Latihan Tertulis 1:
Kutiplah tanpa perubahan baris-baris data di bawah, mulai dari baris data pertama sampai dengan baris yang memuat "pixel 207 414", keduanya termasuk. Gambar tidak perlu disertakan dalam jawaban.

KISAH NYAI SUBANG LARANG
Orientasi
Situs
Nyi Subang Larang
Situs Nyi Subang Larang adalah peninggalan arkeologi Sunda
jaman Kerajaan Pajajaran. Situs ini terletak di Teluk
Agung, Desa Nagerang, Kecamatan Binong, Kabupaten Subang, Jawa Barat. Nyai Mas
Subang Larang adalah putri dari Ki Gedeng Tapa, seorang mangkubumi dari Nagari
Singapura, dari Nhay Ratu Karanjang (putri Ki Gedeng Kasmaya penguasa - Guruloka
Mandala Wanagiri atau Kerajaan Wanagiri
Cirebon, yang masih saudara dari Prabu Anggalarang). Subang Larang lahir pada 1404 M. Carita Purwaka Caruban Nagari mengisahkan
bahwa Subang Larang adalah salah satu istri dari Raden Pamanah Rasa yang kelak
menjadi Raja Pajajaran dengan gelar Prabu Siliwangi.

Latihan Tertulis 2:
Jawablah pertanyaan berikut berdasarkan kutipan tentang Nyai Subang Larang.
(a) Di mana Situs Nyi Subang Larang terletak?
(b) Pada tahun berapa Subang Larang lahir?
(c) Gelar apa yang disandang Raden Pamanah Rasa ketika kelak menjadi Raja Pajajaran?

Data yang Disediakan:
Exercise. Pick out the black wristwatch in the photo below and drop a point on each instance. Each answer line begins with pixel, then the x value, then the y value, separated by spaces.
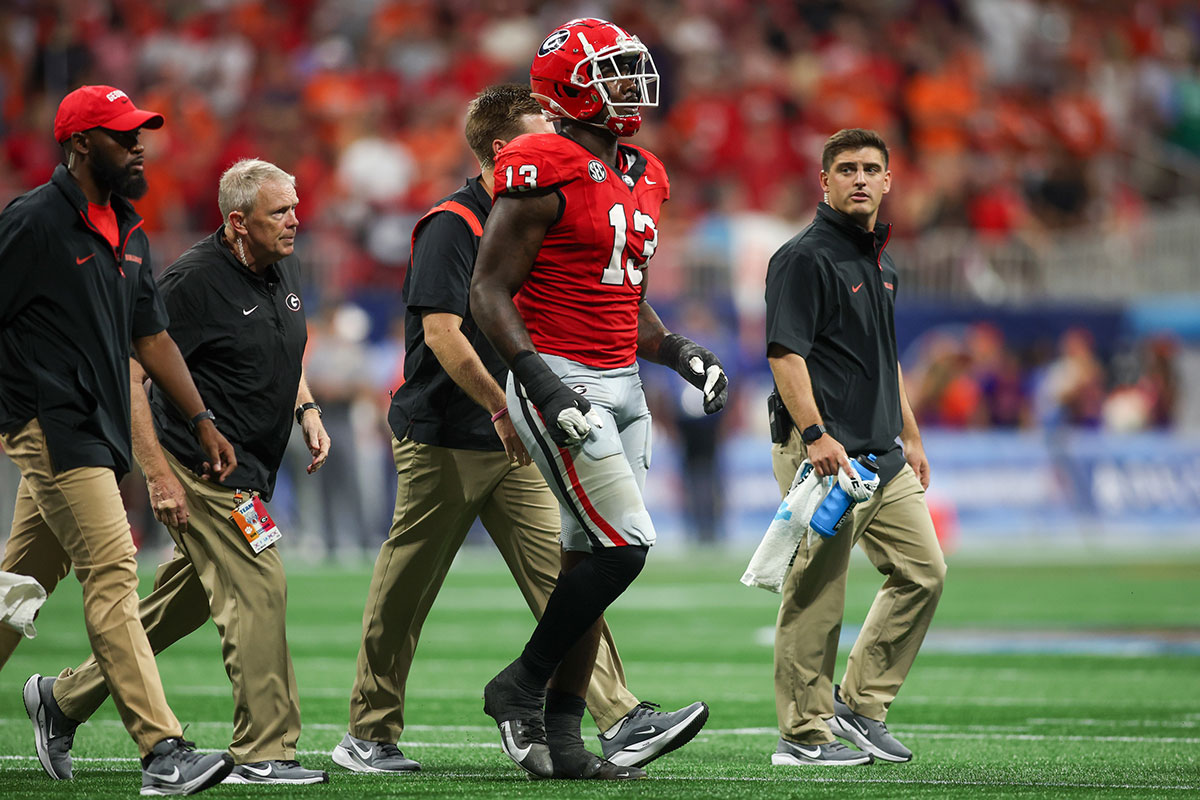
pixel 811 433
pixel 304 408
pixel 207 414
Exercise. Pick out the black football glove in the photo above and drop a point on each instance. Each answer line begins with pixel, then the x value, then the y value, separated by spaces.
pixel 562 408
pixel 699 367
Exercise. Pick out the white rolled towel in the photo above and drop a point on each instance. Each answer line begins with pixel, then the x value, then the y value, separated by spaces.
pixel 21 596
pixel 773 559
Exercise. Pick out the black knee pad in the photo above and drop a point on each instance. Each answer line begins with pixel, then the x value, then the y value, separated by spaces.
pixel 617 566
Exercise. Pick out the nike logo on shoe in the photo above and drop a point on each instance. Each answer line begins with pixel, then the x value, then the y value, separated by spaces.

Jawaban Tugas 1:
Exercise. Pick out the black wristwatch in the photo below and drop a point on each instance. Each answer line begins with pixel, then the x value, then the y value, separated by spaces.
pixel 811 433
pixel 304 408
pixel 207 414

Jawaban Tugas 2:
(a) Di Teluk Agung, Desa Nagerang, Kecamatan Binong, Kabupaten Subang, Jawa Barat.
(b) Pada tahun 1404 M.
(c) Prabu Siliwangi.